[EXERCISE BRIEF] Find every line below where the word "green" occurs. Then say how many there are, giving only the number.

[[ RECORD EXCERPTS open ]]

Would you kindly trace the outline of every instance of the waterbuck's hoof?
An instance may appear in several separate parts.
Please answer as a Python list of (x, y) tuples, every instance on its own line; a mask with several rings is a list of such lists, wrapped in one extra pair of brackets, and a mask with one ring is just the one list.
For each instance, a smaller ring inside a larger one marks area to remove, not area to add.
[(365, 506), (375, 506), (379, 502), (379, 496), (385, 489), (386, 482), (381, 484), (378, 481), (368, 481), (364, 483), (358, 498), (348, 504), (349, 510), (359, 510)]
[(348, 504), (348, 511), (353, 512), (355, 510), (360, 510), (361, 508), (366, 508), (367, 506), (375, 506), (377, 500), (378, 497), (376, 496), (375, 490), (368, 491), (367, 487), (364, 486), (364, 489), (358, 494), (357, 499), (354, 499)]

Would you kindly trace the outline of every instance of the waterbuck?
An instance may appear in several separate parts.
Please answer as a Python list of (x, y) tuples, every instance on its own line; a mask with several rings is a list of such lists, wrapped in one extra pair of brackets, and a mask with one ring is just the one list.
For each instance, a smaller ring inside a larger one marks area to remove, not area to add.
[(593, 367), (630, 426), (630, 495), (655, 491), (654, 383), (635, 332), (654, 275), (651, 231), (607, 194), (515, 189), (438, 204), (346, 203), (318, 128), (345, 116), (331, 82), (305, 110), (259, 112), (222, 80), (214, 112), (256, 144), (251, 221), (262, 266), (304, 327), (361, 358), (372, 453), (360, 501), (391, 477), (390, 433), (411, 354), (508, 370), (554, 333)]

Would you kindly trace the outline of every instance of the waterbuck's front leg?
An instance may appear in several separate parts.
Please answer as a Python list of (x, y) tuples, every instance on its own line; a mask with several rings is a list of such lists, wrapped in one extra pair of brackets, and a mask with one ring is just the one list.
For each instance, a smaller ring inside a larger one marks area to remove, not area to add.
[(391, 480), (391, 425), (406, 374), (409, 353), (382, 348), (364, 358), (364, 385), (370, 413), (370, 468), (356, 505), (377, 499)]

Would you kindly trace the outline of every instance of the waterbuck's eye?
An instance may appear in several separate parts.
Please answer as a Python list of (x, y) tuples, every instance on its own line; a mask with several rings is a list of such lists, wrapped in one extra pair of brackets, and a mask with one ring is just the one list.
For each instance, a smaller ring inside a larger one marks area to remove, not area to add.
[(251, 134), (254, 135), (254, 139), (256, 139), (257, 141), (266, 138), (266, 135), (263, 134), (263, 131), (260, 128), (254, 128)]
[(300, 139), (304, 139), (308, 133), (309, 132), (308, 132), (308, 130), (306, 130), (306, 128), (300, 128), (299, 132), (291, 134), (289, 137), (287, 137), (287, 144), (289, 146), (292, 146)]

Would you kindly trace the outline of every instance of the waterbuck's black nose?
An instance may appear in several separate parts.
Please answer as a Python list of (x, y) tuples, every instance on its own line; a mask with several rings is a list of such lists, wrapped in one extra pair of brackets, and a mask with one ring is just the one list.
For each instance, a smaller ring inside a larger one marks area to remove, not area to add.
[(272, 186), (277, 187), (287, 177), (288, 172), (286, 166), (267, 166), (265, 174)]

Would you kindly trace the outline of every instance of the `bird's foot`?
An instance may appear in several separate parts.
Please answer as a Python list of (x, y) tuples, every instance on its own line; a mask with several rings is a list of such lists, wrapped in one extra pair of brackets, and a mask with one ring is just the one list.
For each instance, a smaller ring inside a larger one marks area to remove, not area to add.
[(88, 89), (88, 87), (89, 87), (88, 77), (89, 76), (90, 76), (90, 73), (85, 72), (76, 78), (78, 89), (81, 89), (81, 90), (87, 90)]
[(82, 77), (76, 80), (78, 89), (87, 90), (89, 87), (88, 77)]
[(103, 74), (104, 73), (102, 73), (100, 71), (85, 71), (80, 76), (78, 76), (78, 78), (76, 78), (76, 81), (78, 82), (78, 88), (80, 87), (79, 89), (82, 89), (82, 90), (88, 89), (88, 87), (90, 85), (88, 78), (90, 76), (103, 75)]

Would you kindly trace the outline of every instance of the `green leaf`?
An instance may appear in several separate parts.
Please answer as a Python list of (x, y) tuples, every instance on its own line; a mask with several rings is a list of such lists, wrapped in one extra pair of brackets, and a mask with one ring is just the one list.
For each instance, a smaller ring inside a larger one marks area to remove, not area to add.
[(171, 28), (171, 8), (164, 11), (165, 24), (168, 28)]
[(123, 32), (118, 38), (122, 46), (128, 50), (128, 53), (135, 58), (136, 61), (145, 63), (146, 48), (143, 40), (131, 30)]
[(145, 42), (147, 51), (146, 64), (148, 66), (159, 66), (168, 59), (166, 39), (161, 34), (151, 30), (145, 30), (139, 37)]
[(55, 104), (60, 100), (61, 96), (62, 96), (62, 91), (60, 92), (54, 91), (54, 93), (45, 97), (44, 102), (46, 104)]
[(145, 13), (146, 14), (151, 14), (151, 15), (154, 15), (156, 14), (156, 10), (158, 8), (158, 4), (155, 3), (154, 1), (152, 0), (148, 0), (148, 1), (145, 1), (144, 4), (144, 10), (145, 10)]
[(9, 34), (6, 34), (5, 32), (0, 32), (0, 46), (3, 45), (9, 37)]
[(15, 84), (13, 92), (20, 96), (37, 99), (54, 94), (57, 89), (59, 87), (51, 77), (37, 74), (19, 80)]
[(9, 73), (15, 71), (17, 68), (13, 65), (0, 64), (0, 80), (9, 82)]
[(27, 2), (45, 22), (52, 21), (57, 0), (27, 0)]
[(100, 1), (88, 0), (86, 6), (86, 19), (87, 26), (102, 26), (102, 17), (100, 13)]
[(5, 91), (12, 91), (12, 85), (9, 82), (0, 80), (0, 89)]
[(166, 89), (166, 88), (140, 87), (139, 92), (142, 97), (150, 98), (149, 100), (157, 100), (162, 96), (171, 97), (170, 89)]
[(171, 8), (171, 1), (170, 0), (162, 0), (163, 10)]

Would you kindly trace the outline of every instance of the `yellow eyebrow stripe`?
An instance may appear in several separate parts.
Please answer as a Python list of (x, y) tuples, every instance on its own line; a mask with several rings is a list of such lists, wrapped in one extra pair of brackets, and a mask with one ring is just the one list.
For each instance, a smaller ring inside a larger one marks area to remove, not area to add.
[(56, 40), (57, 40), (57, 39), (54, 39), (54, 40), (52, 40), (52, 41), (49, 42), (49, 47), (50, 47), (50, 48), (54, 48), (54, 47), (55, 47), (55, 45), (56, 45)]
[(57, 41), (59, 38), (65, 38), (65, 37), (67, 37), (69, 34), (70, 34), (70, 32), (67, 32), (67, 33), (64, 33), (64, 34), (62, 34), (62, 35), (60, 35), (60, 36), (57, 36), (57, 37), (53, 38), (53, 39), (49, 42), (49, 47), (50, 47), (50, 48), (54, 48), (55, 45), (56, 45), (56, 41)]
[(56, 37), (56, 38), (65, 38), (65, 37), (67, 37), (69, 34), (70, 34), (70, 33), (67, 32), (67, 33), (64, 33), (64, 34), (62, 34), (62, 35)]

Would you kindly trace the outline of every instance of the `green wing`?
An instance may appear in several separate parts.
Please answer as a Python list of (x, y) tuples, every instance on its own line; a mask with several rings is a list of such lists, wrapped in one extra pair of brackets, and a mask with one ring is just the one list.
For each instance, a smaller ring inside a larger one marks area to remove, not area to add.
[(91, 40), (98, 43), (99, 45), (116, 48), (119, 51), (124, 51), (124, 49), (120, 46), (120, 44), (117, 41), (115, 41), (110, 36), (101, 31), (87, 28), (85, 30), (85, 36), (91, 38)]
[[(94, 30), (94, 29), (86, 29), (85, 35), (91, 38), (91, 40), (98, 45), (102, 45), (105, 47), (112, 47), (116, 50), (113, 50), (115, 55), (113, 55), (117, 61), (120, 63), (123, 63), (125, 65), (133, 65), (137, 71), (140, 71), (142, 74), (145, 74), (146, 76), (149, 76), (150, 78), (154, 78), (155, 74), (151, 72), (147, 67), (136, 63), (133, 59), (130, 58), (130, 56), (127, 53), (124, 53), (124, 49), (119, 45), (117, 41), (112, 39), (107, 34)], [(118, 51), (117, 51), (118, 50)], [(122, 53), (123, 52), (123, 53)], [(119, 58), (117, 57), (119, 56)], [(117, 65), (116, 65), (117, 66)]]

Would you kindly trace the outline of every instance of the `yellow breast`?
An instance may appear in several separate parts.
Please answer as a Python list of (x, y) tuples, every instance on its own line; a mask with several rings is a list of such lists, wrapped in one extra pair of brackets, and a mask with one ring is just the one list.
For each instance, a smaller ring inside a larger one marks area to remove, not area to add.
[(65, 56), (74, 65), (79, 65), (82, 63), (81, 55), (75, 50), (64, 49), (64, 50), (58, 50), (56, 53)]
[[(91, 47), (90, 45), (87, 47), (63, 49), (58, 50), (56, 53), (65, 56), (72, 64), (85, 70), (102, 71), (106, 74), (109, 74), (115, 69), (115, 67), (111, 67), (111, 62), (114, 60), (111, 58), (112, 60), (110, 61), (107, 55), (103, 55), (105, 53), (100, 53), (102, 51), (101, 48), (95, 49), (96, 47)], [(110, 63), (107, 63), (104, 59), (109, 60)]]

[[ RECORD EXCERPTS closed ]]

[WRITTEN SOLUTION] 2